WHAT YOU HAVE TO DO:
Go to the line that contains "Exercise. Locate the butterfly head" and extract it along with every line after it, exactly, through the end of the data below.

(Point-based annotation data)
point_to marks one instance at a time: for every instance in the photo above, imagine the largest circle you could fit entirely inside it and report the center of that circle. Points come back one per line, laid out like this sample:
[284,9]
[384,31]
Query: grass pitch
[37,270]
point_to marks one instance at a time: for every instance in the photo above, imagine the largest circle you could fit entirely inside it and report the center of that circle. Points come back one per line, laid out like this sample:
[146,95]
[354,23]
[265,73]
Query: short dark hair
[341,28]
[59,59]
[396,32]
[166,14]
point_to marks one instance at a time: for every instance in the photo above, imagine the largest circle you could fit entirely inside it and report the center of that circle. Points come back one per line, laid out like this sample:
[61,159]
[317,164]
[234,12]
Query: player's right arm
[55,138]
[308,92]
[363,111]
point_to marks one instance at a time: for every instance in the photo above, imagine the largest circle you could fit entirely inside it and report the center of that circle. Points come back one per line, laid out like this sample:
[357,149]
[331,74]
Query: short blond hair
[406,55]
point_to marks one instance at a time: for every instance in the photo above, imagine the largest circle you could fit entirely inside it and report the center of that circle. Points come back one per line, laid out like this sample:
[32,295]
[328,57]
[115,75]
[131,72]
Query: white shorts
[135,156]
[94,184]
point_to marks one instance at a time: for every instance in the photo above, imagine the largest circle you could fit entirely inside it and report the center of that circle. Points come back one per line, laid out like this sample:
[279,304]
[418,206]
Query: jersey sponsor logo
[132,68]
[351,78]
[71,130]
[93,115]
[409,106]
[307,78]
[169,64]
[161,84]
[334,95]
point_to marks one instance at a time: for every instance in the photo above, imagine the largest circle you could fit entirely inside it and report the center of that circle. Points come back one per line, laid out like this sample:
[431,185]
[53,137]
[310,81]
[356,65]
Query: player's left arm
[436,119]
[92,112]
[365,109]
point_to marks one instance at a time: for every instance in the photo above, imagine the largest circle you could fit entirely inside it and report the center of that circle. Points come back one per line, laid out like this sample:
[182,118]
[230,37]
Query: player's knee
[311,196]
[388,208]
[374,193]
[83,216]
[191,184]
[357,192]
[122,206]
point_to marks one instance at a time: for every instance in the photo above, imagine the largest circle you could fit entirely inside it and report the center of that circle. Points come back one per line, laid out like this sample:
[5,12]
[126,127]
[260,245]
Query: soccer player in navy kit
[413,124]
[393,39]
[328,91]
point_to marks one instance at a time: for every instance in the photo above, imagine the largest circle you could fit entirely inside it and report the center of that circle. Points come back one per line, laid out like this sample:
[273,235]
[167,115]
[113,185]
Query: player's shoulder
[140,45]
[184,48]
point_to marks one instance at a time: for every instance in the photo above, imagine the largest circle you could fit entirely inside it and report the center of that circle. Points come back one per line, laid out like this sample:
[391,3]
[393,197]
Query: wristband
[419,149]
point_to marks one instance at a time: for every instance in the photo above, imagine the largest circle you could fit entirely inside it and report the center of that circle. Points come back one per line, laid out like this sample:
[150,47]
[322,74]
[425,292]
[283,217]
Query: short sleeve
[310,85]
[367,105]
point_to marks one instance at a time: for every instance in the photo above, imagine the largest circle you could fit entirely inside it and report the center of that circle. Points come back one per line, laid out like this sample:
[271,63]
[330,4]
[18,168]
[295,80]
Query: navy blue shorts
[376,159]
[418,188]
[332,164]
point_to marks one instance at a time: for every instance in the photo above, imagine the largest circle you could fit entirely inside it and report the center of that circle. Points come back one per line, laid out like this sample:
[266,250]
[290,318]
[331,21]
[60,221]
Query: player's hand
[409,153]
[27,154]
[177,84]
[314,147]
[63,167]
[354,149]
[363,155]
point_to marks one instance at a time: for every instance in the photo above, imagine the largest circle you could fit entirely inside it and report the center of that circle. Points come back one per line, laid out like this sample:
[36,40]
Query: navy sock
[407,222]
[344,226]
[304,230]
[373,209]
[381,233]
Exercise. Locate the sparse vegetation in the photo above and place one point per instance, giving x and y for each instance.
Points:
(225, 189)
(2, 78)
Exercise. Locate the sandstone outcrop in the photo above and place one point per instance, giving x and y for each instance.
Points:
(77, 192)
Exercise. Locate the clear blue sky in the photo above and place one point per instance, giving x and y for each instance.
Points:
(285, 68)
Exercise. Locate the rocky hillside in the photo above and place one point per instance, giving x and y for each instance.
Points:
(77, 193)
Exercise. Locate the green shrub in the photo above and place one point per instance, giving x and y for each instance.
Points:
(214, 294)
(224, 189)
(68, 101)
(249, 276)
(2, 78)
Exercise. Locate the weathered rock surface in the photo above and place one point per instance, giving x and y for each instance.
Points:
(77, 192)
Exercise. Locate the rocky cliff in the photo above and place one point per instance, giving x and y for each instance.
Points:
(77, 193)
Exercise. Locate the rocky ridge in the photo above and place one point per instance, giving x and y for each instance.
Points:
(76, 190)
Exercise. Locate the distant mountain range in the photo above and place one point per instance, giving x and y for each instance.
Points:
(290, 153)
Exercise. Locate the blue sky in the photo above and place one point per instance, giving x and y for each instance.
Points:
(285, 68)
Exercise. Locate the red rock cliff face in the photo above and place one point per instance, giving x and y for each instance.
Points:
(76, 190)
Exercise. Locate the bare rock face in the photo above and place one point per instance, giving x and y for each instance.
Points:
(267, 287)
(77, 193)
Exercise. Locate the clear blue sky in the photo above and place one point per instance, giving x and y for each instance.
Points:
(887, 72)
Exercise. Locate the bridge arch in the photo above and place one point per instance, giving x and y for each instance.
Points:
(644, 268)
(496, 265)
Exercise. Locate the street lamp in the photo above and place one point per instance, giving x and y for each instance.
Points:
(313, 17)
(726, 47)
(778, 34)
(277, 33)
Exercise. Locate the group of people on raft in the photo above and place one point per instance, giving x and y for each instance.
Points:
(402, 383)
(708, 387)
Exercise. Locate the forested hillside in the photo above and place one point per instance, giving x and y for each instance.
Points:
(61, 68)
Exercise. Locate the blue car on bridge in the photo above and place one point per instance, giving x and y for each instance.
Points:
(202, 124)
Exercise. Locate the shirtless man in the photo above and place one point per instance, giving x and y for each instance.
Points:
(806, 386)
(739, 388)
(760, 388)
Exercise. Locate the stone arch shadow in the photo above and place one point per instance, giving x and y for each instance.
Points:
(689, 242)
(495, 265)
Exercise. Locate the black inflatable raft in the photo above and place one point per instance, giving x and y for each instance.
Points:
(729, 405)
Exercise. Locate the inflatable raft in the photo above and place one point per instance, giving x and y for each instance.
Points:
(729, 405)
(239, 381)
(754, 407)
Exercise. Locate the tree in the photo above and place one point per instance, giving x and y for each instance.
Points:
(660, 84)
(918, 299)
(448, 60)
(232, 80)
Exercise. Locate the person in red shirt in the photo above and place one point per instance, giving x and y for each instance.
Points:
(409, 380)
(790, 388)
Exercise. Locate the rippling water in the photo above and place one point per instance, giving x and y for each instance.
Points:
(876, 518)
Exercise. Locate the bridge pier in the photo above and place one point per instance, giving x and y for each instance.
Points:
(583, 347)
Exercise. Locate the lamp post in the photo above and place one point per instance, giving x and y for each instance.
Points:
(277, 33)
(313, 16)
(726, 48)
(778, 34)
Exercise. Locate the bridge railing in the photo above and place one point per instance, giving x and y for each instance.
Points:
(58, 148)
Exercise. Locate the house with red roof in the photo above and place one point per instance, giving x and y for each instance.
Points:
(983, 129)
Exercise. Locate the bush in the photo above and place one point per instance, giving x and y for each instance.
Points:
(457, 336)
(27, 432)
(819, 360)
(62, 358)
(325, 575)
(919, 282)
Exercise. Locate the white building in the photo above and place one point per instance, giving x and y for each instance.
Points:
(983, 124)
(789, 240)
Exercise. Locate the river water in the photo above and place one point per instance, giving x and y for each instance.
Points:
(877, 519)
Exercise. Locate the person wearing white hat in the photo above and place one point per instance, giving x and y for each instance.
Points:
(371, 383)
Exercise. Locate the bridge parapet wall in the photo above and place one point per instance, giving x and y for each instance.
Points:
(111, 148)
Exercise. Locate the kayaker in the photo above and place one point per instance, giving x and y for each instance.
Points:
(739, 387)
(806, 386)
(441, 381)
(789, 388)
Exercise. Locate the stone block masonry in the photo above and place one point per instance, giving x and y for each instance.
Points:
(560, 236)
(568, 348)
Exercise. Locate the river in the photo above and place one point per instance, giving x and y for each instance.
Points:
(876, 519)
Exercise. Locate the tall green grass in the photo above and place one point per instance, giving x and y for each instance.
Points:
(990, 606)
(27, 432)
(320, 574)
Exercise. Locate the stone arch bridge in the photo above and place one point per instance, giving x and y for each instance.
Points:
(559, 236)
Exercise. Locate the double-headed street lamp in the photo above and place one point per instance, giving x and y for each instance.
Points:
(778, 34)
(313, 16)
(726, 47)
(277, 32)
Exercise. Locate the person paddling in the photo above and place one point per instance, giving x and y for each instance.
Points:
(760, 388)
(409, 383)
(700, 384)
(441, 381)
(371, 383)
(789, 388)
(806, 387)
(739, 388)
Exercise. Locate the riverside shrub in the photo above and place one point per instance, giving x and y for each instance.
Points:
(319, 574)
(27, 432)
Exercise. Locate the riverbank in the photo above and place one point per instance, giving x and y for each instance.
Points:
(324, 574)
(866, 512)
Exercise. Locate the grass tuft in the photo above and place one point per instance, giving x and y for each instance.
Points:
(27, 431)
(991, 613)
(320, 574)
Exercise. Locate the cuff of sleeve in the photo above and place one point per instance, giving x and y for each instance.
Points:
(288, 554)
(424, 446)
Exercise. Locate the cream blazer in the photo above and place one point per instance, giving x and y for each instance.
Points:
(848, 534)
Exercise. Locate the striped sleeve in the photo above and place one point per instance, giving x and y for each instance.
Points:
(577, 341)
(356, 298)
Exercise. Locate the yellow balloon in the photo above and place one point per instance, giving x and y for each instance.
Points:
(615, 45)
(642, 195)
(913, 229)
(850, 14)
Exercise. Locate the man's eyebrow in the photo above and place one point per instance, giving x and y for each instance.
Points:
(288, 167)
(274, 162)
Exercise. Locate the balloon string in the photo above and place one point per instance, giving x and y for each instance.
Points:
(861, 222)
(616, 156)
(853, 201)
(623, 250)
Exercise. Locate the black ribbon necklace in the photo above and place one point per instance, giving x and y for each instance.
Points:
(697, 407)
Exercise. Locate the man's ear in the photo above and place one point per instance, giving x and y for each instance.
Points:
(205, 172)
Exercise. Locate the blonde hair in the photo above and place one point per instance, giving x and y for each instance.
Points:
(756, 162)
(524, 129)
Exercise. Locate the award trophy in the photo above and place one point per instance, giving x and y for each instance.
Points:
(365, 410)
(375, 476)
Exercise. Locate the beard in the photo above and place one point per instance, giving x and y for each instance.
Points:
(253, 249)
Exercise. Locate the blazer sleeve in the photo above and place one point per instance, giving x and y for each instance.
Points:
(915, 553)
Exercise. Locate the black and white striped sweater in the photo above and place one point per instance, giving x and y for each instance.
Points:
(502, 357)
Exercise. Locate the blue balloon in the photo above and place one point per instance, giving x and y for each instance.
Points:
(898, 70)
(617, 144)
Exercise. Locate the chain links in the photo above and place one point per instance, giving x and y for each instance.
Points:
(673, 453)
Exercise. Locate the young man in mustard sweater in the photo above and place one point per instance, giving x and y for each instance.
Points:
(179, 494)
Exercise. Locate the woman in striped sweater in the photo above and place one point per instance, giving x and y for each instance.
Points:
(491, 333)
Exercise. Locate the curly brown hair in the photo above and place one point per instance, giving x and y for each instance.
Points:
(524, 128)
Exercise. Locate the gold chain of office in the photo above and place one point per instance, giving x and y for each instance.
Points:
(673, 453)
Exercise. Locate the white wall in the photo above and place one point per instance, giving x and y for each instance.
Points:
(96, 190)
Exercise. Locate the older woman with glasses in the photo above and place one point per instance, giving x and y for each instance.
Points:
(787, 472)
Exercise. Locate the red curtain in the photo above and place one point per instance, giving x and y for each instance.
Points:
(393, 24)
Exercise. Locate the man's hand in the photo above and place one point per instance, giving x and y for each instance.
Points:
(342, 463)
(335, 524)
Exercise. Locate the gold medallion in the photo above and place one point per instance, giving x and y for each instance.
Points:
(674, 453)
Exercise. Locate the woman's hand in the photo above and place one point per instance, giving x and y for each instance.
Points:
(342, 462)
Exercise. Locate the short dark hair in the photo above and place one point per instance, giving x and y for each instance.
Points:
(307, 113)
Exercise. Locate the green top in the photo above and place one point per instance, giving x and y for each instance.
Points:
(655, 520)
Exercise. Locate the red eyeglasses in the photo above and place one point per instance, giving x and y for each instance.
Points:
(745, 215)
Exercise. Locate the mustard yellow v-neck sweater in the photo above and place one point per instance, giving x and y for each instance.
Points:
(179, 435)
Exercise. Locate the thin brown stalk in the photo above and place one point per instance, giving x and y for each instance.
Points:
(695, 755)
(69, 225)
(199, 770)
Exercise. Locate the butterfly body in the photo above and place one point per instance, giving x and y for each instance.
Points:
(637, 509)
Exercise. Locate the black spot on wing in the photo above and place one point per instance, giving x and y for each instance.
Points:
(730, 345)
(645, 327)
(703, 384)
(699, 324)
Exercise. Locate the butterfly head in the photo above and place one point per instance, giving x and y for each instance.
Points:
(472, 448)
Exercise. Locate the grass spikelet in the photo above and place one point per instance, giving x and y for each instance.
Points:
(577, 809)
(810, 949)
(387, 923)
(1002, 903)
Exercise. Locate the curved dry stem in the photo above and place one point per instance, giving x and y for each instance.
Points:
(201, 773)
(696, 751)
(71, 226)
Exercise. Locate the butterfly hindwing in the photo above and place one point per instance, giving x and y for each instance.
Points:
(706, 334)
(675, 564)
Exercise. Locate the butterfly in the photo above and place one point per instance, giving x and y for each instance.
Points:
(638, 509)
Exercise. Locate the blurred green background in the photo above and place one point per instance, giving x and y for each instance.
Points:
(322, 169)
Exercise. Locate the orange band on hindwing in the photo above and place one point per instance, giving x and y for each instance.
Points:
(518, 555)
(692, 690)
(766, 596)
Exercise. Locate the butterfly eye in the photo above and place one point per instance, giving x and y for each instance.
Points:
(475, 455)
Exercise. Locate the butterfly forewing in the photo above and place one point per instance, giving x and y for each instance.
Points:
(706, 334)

SOLUTION:
Exercise. Locate the butterfly head in the photo above and place one point per instance, giving x and y for each instance.
Points:
(472, 448)
Exercise. Locate the grass spikelet in the photo above and place one point per instance, giving x and y for each instance.
Points:
(577, 809)
(810, 949)
(387, 923)
(1002, 903)
Exercise. Locate the curved dry stem in the photo above and place one point per instance, giving x and y for each instance.
Points:
(201, 773)
(696, 751)
(71, 226)
Exercise. Locate the butterfly hindwing in the photo above and place one point per instance, giving x and y for each instance.
Points:
(706, 334)
(675, 564)
Exercise. Locate the butterfly in the photo above and place one point per instance, giving x and y for each instance.
Points:
(638, 509)
Exercise. Locate the blurred green background in the photo above and place one point per instance, giving x and y for each instance.
Points:
(322, 169)
Exercise. Locate the orange band on hindwing in the photo above and place one point per instance, giving x and y for each instance.
Points:
(518, 555)
(692, 690)
(766, 596)
Exercise. Locate the butterfly eye in the photo above and place one point per instance, giving x and y for each instance.
Points:
(475, 455)
Exercise. Locate the butterfly forewing in the photo above and place one point per instance, giving x and y for each instance.
Points:
(706, 334)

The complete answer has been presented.